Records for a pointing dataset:
***
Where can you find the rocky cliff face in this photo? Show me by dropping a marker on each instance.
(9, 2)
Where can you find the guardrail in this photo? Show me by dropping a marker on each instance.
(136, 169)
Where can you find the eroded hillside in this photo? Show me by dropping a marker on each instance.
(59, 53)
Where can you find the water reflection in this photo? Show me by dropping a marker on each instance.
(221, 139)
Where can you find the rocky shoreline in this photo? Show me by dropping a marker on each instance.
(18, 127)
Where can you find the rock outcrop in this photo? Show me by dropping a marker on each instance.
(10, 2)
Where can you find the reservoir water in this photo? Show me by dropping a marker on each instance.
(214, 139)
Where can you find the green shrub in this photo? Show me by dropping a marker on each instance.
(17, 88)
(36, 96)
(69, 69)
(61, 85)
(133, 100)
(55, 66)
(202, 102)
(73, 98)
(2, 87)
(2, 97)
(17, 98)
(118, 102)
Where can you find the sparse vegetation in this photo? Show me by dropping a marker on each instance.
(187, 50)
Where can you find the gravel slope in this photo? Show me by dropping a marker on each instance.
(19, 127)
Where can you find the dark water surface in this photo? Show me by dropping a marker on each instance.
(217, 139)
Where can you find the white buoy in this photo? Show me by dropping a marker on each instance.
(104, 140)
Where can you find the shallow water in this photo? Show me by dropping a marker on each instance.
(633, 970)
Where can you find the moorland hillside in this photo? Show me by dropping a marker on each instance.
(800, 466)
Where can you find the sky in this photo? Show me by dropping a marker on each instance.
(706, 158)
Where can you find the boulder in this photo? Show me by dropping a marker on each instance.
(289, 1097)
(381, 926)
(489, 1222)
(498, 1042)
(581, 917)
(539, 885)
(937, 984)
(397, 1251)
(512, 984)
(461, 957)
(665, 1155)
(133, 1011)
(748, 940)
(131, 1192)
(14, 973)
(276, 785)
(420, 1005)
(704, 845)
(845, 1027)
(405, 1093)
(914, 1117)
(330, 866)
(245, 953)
***
● Exercise description: Write out every line above again in full, shifting each coordinate in the answers by adding 88 to it.

● Exercise answer:
Where can you find the rocky cliff face in this photo? Show me by dropping a marker on each instance.
(97, 90)
Where can you find the guardrail in this photo? Show me by dropping a marker on each instance.
(224, 257)
Where can you find the eroded hillside in this photo? Show me by dropping a marker on each instance.
(147, 141)
Where can you find the water reflection in this photo? Show me by dropping a marker on each instance.
(309, 227)
Where can you find the rocky shoreline in this photo? Show me by dropping a marker on each instance.
(106, 215)
Where can you find the rock outcrop in this photo? Show me by dropping a marker on each instance.
(98, 90)
Where can you find the reservoir water in this photo? Show me by dropping a marker on each instance.
(302, 227)
Where can you find the green shrub in this photo? Show me by dropping a marker on each instance.
(105, 176)
(124, 184)
(157, 157)
(149, 173)
(221, 188)
(143, 154)
(290, 190)
(161, 186)
(90, 175)
(90, 185)
(105, 186)
(206, 190)
Where can you find the sparse vegetation in this photo? Show me by dropping a marker on each instance.
(275, 138)
Where can you find the gravel slope in this photo? Show me by dropping a marker on each instance.
(107, 215)
Where can you find the dark water surface in this photo? Show me by dropping a marker on each instance.
(305, 227)
Where can you find the white buoy in this photo? Show me by dropping a marker on each instance.
(192, 228)
Where can you find the shallow water in this photo? Show me by dropping a marker on each instance.
(721, 1058)
Where can you find the moorland hillside in this photo? Show me by dropping a marker on each instance.
(888, 554)
Where can you find the sky in this photo? Show me by dropping a marker on each instance.
(794, 246)
Where can you find the boulder in this photo? Show me by dropping a marker on each instance.
(377, 1185)
(469, 1014)
(577, 1310)
(586, 1130)
(669, 1005)
(627, 973)
(1025, 1072)
(485, 1339)
(600, 1072)
(549, 1045)
(753, 1243)
(221, 1099)
(836, 1028)
(219, 1280)
(102, 1061)
(364, 873)
(508, 1093)
(792, 933)
(933, 1115)
(493, 1181)
(1002, 1205)
(418, 954)
(333, 1041)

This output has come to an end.